What the task asks = Reproduce the forum thread on guinea hens and rattlesnakes below in full, word for word.

# Guinea hens -vs- rattlesnakes



## Ellen West

Rattlesnakes are plaguing us about the house. Don't want to lose any gopher snakes though! Left off keeping Guinea hens, but now I'm wondering if that was wise. Do they really keep the snakes down?


----------



## WstTxLady

they are probably looking for a place to den for the winter...need to kill or remove them ASAP (snakes)


----------



## Ellen West

Thanks, I do dispatch them with a spade if they're small enough, a .22 rifle if I don't want to get that close. They're around Spring through Fall, all sizes from 12" to 34". Annual count to date in the yard is 14. They hide out in the flower pots, at faucets; the latest a small one on the back step. There must be dens around, but it's pretty much open country for miles, rocky gulches, plenty of gophers and ground squirrels we also battle. Snake heaven! Used Bonide Snake Repellent at the foundation, but I'd need airial spraying to have much effect. (And you start to feel you might tolerate a bite or two just to take your mind off the stench.)

I'm wondering if Guinea hens really kill them or if that's just a myth. Folks kept Guineas 20 years ago on another part of the ranch that has very few rattlers. Our ears are still ringing though...


----------



## fishhead

You can minimize the number by reducing the number of hiding areas around the yard.

Then I would look at putting some kind of scent around the hiding areas you can't eliminate.


----------



## Michael W. Smith

I think guineas only eat the very small ones (chickens too - they think they are big worms).

Supplied entries =
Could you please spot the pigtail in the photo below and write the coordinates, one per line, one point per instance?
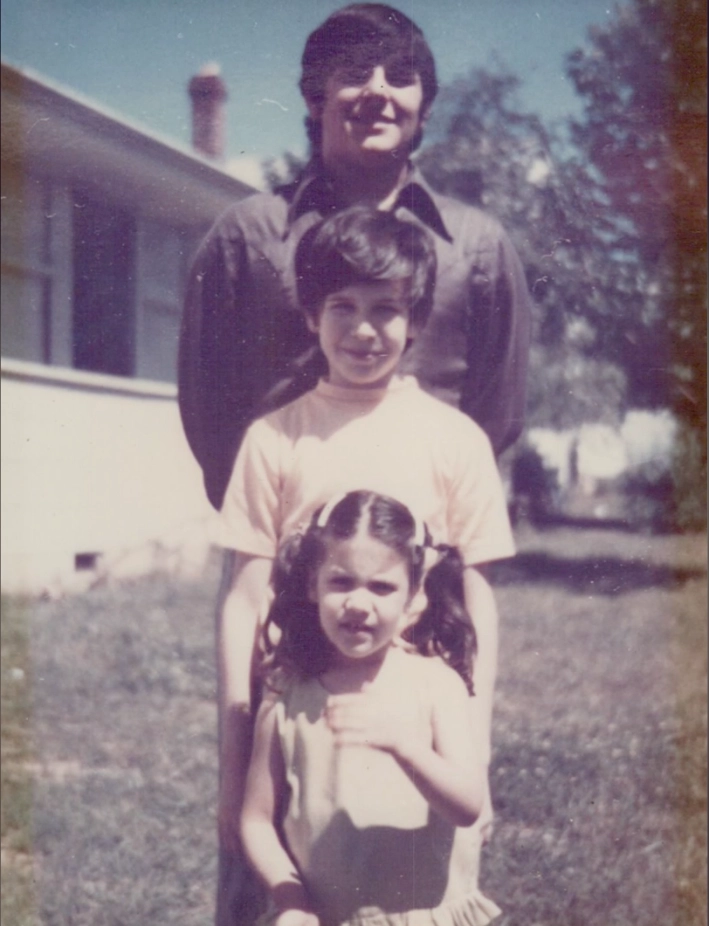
(291, 640)
(445, 628)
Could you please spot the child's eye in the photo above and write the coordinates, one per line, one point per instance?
(340, 308)
(382, 588)
(388, 310)
(339, 583)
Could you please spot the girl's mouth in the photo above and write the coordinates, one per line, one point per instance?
(355, 627)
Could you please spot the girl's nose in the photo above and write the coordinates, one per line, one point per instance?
(365, 329)
(357, 601)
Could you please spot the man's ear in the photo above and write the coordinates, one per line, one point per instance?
(413, 331)
(314, 110)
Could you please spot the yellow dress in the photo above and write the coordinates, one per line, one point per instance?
(370, 850)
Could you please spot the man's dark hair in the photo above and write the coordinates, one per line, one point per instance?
(363, 35)
(364, 245)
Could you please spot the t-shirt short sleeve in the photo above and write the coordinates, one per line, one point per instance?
(478, 521)
(250, 517)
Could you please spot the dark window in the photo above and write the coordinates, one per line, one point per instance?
(104, 287)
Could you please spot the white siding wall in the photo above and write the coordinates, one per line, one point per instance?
(91, 464)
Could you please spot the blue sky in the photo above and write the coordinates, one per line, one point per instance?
(136, 58)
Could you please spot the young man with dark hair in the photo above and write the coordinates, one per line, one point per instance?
(368, 80)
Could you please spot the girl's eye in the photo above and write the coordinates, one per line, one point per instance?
(340, 308)
(382, 588)
(387, 310)
(339, 583)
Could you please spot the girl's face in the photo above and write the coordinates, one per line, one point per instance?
(363, 331)
(362, 592)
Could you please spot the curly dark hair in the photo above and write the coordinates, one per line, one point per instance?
(363, 245)
(292, 640)
(360, 36)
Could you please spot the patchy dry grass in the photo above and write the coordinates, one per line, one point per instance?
(600, 744)
(599, 765)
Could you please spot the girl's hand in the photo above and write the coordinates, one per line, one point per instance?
(296, 918)
(365, 720)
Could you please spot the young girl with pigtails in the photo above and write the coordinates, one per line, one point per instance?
(365, 282)
(364, 759)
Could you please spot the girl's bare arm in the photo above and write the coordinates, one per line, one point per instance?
(265, 786)
(480, 603)
(447, 769)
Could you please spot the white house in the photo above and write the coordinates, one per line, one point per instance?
(99, 221)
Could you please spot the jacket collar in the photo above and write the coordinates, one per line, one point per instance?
(315, 192)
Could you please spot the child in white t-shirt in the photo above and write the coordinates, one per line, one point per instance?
(365, 283)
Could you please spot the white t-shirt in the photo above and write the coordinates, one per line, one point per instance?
(396, 441)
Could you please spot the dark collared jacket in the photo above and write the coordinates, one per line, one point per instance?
(245, 349)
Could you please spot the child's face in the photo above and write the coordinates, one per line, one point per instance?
(362, 592)
(363, 331)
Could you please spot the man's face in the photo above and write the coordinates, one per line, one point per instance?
(369, 112)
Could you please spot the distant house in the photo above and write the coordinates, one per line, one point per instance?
(99, 222)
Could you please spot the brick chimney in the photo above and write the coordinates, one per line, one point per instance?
(208, 93)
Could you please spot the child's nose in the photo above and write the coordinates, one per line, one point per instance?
(365, 329)
(358, 601)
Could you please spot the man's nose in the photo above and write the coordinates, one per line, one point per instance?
(377, 84)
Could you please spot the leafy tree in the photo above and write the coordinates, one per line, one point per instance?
(483, 148)
(643, 132)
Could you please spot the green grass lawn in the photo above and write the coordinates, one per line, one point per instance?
(598, 777)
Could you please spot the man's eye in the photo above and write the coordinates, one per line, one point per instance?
(400, 74)
(354, 75)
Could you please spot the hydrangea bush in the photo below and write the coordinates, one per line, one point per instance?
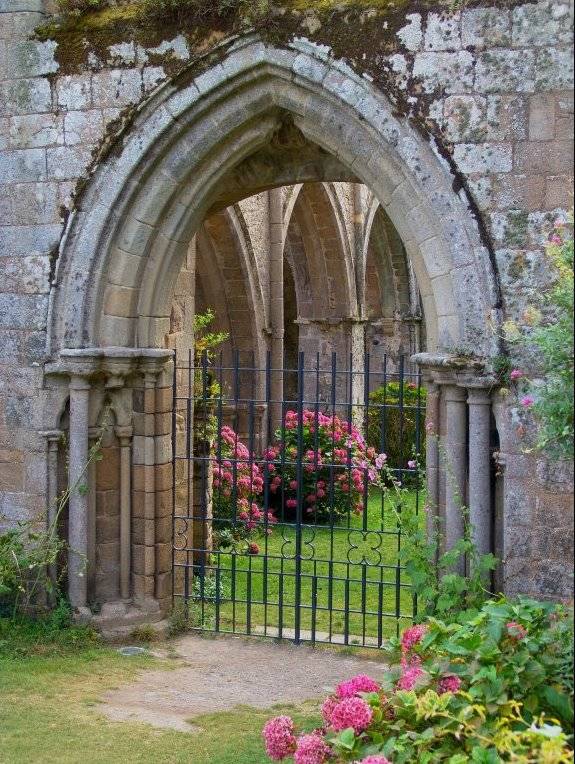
(495, 689)
(338, 467)
(238, 487)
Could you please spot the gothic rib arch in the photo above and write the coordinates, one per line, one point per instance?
(134, 222)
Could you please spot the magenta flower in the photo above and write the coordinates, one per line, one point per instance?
(351, 712)
(279, 738)
(410, 677)
(311, 749)
(412, 637)
(361, 683)
(516, 631)
(449, 683)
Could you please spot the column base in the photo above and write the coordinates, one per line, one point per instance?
(117, 620)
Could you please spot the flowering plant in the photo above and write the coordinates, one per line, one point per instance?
(338, 467)
(474, 692)
(238, 487)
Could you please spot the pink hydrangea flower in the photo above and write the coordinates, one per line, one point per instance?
(516, 631)
(410, 677)
(327, 709)
(279, 738)
(311, 749)
(412, 637)
(360, 683)
(449, 683)
(351, 712)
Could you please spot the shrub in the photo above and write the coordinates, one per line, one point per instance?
(238, 487)
(553, 400)
(398, 423)
(491, 690)
(338, 467)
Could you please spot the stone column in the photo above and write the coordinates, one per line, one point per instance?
(480, 469)
(124, 435)
(277, 329)
(78, 505)
(455, 466)
(432, 453)
(53, 438)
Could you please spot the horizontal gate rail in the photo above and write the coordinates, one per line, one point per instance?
(285, 518)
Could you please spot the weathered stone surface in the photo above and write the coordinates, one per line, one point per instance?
(452, 72)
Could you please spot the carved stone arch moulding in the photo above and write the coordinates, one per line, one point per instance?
(126, 240)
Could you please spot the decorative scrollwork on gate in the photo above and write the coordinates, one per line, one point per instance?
(365, 548)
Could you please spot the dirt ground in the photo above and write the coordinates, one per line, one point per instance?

Answer for this exercise =
# Guinea hens -vs- rattlesnakes



## Ellen West

Rattlesnakes are plaguing us about the house. Don't want to lose any gopher snakes though! Left off keeping Guinea hens, but now I'm wondering if that was wise. Do they really keep the snakes down?


----------



## WstTxLady

they are probably looking for a place to den for the winter...need to kill or remove them ASAP (snakes)


----------



## Ellen West

Thanks, I do dispatch them with a spade if they're small enough, a .22 rifle if I don't want to get that close. They're around Spring through Fall, all sizes from 12" to 34". Annual count to date in the yard is 14. They hide out in the flower pots, at faucets; the latest a small one on the back step. There must be dens around, but it's pretty much open country for miles, rocky gulches, plenty of gophers and ground squirrels we also battle. Snake heaven! Used Bonide Snake Repellent at the foundation, but I'd need airial spraying to have much effect. (And you start to feel you might tolerate a bite or two just to take your mind off the stench.)

I'm wondering if Guinea hens really kill them or if that's just a myth. Folks kept Guineas 20 years ago on another part of the ranch that has very few rattlers. Our ears are still ringing though...


----------



## fishhead

You can minimize the number by reducing the number of hiding areas around the yard.

Then I would look at putting some kind of scent around the hiding areas you can't eliminate.


----------



## Michael W. Smith

I think guineas only eat the very small ones (chickens too - they think they are big worms).